= Passage to read =
--

She could be our mother
Source: Google photo
Synopsis : We see women and young girls working hard in brick factories in India and other South Asian countries under slave like conditions , poorly paid and exploited by the owners. They are treated as bonded laborers because they borrowed small sums of money they could not pay back with usurious interest. This blog looks at this sad treatment of women and suggests ways to improve their lives through government intervention.
I feel so sad looking at this photo. She is a young woman who carries on her head 10 bricks that weigh at least 40 kilos total and is seen struggling to put the last two bricks on the pile that she must carry. You can see the anguish in her dust covered face while a teen age girl who is just a child is seen just behind her who is also carrying a heavy weight on her head and struggling with the task as the weight is too much for her.
Do you know who they are while they are forced to do such hard work when they should be doing far less strenuous work or be in school? They are the bonded laborers in the brick kiln factories in India where they are paid pittance for their extremely hard labor to pay off the paltry sums they or their husbands had borrowed from the owner that they failed to pay off due to very high and compound rate of interest.
These women and children can’t run away because they are like slaves whom the owner abuses with impunity as long as he wishes. There have been some NGOs trying to rescue these women and children from this type of slavery but were attacked by the owners or their goons and beaten up while the policemen ignore their plight.
There have been token rescue efforts in the past and some children were rescued and sent to schools but there are thousands of such kilns all over the country where thousands are enslaved this way who lose their health breathing the dust every day, lose their youth and get callous hands. Many develop deadly disease like tuberculosis breathing the toxic smoke and dust everyday but they have no medical insurance to pay for their sickness so they die young. They barely earn enough to get two simple meals a day if they are lucky consisting of a few chapatis and dal. They never get any animal protein or milk because they are too poor so they are malnourished.
While the Government of India promises debt relief to millions of farmers and has sent some money to them already, it could be seen more as a campaign tactic to please the voters in the upcoming elections in India. The opposition parties also make fake promises like it but do not say how they will pay the billions required for such promises.

--

(Point-per-instance localization data)
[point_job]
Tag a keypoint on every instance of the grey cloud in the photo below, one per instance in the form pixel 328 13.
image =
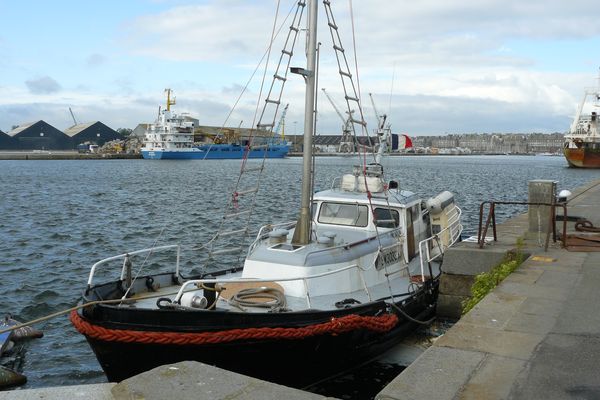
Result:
pixel 95 60
pixel 44 85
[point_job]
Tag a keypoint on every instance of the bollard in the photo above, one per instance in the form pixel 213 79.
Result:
pixel 540 217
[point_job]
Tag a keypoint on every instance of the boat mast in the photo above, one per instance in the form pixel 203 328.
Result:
pixel 302 231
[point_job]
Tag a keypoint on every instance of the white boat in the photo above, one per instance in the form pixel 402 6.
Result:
pixel 356 273
pixel 582 143
pixel 171 137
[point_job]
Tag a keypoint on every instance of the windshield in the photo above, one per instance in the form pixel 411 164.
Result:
pixel 344 214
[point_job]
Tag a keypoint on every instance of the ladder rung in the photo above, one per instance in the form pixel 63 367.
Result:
pixel 231 233
pixel 237 214
pixel 226 251
pixel 253 169
pixel 355 121
pixel 246 191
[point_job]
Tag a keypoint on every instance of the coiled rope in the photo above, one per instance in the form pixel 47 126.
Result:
pixel 254 297
pixel 335 326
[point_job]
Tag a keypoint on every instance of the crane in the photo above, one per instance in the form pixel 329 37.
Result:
pixel 73 116
pixel 347 142
pixel 281 123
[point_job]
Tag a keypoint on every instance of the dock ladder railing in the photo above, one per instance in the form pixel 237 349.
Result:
pixel 426 247
pixel 491 220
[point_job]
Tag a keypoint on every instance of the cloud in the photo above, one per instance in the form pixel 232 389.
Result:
pixel 95 60
pixel 43 85
pixel 206 32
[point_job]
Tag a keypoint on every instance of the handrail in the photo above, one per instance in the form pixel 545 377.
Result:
pixel 491 219
pixel 304 279
pixel 424 253
pixel 148 250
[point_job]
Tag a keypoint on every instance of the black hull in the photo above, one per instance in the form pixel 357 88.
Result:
pixel 291 362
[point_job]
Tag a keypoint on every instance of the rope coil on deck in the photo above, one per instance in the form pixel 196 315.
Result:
pixel 335 326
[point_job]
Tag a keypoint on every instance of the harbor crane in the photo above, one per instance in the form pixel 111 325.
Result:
pixel 73 116
pixel 347 142
pixel 281 123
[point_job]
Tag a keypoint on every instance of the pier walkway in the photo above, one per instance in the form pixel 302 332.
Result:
pixel 536 336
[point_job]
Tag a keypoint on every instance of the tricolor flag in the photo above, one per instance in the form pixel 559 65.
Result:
pixel 400 142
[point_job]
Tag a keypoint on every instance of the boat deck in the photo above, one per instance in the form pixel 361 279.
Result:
pixel 400 286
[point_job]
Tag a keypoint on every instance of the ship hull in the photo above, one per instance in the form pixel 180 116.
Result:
pixel 215 152
pixel 583 157
pixel 314 357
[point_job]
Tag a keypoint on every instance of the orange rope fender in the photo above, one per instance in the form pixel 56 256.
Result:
pixel 336 326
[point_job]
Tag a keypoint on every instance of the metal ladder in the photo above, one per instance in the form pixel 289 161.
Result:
pixel 229 244
pixel 350 91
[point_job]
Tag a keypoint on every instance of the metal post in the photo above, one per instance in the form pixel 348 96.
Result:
pixel 302 231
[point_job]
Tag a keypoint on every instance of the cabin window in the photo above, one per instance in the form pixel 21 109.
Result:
pixel 344 214
pixel 387 218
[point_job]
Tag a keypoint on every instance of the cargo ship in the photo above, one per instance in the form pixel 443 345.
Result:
pixel 582 143
pixel 172 137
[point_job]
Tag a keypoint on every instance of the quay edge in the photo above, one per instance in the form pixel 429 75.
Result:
pixel 533 336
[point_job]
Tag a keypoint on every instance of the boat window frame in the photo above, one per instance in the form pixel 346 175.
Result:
pixel 363 210
pixel 396 217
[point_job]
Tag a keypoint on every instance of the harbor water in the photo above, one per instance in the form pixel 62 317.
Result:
pixel 57 218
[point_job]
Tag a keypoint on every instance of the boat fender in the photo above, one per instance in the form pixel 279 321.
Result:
pixel 25 332
pixel 164 302
pixel 10 378
pixel 193 300
pixel 346 303
pixel 210 291
pixel 151 285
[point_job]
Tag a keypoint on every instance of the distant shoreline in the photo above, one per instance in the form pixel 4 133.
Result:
pixel 73 155
pixel 62 155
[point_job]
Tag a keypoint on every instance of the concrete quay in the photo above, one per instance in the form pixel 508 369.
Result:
pixel 182 381
pixel 535 336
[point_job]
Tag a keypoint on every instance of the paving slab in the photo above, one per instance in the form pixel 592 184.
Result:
pixel 100 391
pixel 495 310
pixel 490 340
pixel 434 375
pixel 190 380
pixel 493 380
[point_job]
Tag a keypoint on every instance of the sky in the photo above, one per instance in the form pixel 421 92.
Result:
pixel 433 67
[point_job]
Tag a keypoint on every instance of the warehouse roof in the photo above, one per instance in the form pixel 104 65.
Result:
pixel 75 129
pixel 21 128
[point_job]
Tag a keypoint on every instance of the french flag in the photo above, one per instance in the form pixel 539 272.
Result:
pixel 400 141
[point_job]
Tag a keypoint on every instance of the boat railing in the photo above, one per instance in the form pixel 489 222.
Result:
pixel 436 242
pixel 126 256
pixel 201 282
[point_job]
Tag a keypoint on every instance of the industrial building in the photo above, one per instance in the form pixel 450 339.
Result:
pixel 6 142
pixel 92 133
pixel 39 136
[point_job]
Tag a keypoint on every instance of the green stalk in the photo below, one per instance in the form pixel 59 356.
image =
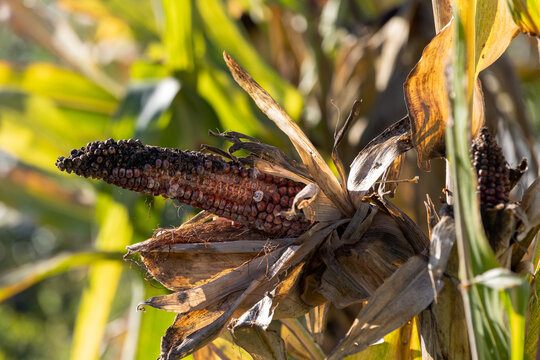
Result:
pixel 493 312
pixel 304 337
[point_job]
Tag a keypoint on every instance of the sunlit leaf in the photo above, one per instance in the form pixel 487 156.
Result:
pixel 426 88
pixel 152 322
pixel 21 278
pixel 526 14
pixel 426 96
pixel 115 233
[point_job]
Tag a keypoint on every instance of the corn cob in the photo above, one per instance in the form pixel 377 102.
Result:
pixel 206 181
pixel 491 170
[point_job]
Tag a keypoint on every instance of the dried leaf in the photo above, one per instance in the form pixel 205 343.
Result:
pixel 315 205
pixel 250 332
pixel 412 231
pixel 183 333
pixel 196 253
pixel 204 295
pixel 376 157
pixel 426 96
pixel 406 293
pixel 442 242
pixel 316 322
pixel 355 270
pixel 308 153
pixel 179 343
pixel 338 137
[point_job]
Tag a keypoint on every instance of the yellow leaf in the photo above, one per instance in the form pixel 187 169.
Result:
pixel 490 30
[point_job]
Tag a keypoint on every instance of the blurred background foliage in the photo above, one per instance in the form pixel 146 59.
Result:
pixel 75 71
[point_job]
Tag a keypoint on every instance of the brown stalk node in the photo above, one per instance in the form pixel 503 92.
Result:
pixel 206 181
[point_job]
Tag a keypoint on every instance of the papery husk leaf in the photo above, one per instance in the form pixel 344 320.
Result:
pixel 269 280
pixel 426 88
pixel 288 300
pixel 389 180
pixel 308 153
pixel 412 231
pixel 186 324
pixel 526 14
pixel 266 153
pixel 301 341
pixel 359 223
pixel 494 31
pixel 431 213
pixel 354 271
pixel 196 253
pixel 406 293
pixel 442 13
pixel 442 242
pixel 250 332
pixel 260 344
pixel 315 205
pixel 316 322
pixel 376 157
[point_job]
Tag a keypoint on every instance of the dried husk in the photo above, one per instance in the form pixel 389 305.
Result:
pixel 251 332
pixel 355 270
pixel 196 253
pixel 218 301
pixel 220 271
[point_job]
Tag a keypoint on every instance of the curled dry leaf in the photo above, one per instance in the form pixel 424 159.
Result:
pixel 276 238
pixel 251 333
pixel 308 153
pixel 426 88
pixel 371 163
pixel 426 96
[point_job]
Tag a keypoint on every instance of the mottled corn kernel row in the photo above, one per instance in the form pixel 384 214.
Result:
pixel 491 170
pixel 224 188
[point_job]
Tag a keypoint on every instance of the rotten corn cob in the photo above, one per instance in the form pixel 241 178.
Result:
pixel 491 170
pixel 206 181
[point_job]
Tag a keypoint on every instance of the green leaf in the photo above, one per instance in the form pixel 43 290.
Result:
pixel 153 323
pixel 114 235
pixel 498 279
pixel 228 100
pixel 526 14
pixel 17 280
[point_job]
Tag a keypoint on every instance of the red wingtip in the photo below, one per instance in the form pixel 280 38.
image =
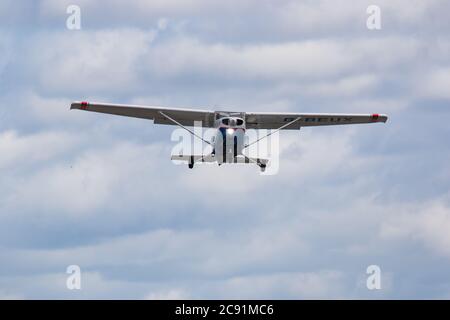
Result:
pixel 84 105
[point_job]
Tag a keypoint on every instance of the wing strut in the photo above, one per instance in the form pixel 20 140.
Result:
pixel 272 132
pixel 180 125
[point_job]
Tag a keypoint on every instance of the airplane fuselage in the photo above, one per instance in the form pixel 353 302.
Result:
pixel 228 143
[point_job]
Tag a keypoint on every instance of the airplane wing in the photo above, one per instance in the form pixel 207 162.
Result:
pixel 184 116
pixel 268 120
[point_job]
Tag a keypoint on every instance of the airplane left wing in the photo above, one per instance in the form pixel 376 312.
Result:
pixel 269 120
pixel 185 117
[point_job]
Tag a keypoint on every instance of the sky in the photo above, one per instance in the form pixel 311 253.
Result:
pixel 100 191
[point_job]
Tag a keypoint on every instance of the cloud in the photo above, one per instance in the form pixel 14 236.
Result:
pixel 101 192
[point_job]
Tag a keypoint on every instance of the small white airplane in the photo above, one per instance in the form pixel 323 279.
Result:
pixel 228 143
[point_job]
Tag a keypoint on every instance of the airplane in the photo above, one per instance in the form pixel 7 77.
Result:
pixel 228 144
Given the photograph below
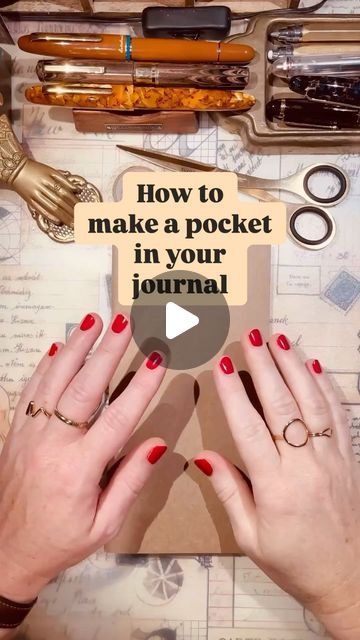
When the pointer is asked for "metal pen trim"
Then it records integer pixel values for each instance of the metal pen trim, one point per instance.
(94, 89)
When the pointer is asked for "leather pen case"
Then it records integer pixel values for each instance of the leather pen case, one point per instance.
(97, 121)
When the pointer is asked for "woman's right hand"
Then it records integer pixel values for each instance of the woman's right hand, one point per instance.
(53, 512)
(300, 518)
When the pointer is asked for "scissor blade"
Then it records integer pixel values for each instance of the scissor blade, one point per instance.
(168, 161)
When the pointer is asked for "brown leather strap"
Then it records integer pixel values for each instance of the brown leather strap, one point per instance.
(13, 613)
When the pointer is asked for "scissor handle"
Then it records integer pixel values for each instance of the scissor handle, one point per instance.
(341, 193)
(309, 243)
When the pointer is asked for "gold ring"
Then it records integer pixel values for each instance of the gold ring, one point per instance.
(32, 412)
(69, 422)
(325, 433)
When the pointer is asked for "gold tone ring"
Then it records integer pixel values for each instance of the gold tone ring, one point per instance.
(33, 413)
(69, 422)
(325, 433)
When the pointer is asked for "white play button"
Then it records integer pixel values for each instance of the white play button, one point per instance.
(178, 320)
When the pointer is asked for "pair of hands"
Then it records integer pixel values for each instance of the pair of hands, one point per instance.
(298, 518)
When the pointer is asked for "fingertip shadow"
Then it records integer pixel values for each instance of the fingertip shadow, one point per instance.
(168, 420)
(216, 436)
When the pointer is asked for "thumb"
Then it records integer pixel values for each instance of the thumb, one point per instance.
(235, 494)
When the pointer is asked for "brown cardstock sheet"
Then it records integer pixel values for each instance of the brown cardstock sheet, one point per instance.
(178, 511)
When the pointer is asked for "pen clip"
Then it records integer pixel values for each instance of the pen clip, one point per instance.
(65, 38)
(63, 89)
(329, 102)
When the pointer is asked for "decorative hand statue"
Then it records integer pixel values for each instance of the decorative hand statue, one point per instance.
(47, 192)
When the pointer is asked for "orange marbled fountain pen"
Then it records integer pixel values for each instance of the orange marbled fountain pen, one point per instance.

--

= Instructions for the task =
Copy out the full blog post about women and girls working in brick kilns, word for word.

= Response =
She could be our mother
Source: Google photo
Synopsis : We see women and young girls working hard in brick factories in India and other South Asian countries under slave like conditions , poorly paid and exploited by the owners. They are treated as bonded laborers because they borrowed small sums of money they could not pay back with usurious interest. This blog looks at this sad treatment of women and suggests ways to improve their lives through government intervention.
I feel so sad looking at this photo. She is a young woman who carries on her head 10 bricks that weigh at least 40 kilos total and is seen struggling to put the last two bricks on the pile that she must carry. You can see the anguish in her dust covered face while a teen age girl who is just a child is seen just behind her who is also carrying a heavy weight on her head and struggling with the task as the weight is too much for her.
Do you know who they are while they are forced to do such hard work when they should be doing far less strenuous work or be in school? They are the bonded laborers in the brick kiln factories in India where they are paid pittance for their extremely hard labor to pay off the paltry sums they or their husbands had borrowed from the owner that they failed to pay off due to very high and compound rate of interest.
These women and children can’t run away because they are like slaves whom the owner abuses with impunity as long as he wishes. There have been some NGOs trying to rescue these women and children from this type of slavery but were attacked by the owners or their goons and beaten up while the policemen ignore their plight.
There have been token rescue efforts in the past and some children were rescued and sent to schools but there are thousands of such kilns all over the country where thousands are enslaved this way who lose their health breathing the dust every day, lose their youth and get callous hands. Many develop deadly disease like tuberculosis breathing the toxic smoke and dust everyday but they have no medical insurance to pay for their sickness so they die young. They barely earn enough to get two simple meals a day if they are lucky consisting of a few chapatis and dal. They never get any animal protein or milk because they are too poor so they are malnourished.
While the Government of India promises debt relief to millions of farmers and has sent some money to them already, it could be seen more as a campaign tactic to please the voters in the upcoming elections in India. The opposition parties also make fake promises like it but do not say how they will pay the billions required for such promises.